**Task list**.
a) Please reproduce the swim training post word for word, everything from "Besides thinking about" down to "how I fare.".
b) Find every line in the entries that contains the word "Where" and copy each of those lines in full.

Besides thinking about the wild card fifth swimmer, I was thinking about the triathlon swim.  I really wonder if I am taking it too lightly.  I always take small pit stops at the end of the lane, what will I do in the ocean?  Started thinking about perhaps trying to swim with a nose plug thing?  Plus, my goggles suck and always let water in.  I always have to adjust them, how will I be able to do this during the race?  I feel like goggles always leak but should I get different goggles?  Is it worth it to get more expensive ones?  I still need to get a rubber bathing cap too.  Then I remembered that the swim in the race is only 8 (50 meter) laps and I just did 25, I should be OK.  Next time I swim though I am going to try to swim 8 laps without pushing off the wall or taking rests and see how I fare.

Tomorrow will be my short run day and also my WW weigh in.  I have not been eating well so hopefully the activity will save me.

**Record extracts**.
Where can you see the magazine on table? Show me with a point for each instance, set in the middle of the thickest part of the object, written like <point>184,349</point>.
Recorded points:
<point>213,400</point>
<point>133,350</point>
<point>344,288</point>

**Solved tasks**.
a)
Besides thinking about the wild card fifth swimmer, I was thinking about the triathlon swim.  I really wonder if I am taking it too lightly.  I always take small pit stops at the end of the lane, what will I do in the ocean?  Started thinking about perhaps trying to swim with a nose plug thing?  Plus, my goggles suck and always let water in.  I always have to adjust them, how will I be able to do this during the race?  I feel like goggles always leak but should I get different goggles?  Is it worth it to get more expensive ones?  I still need to get a rubber bathing cap too.  Then I remembered that the swim in the race is only 8 (50 meter) laps and I just did 25, I should be OK.  Next time I swim though I am going to try to swim 8 laps without pushing off the wall or taking rests and see how I fare.

b)
Where can you see the magazine on table? Show me with a point for each instance, set in the middle of the thickest part of the object, written like <point>184,349</point>.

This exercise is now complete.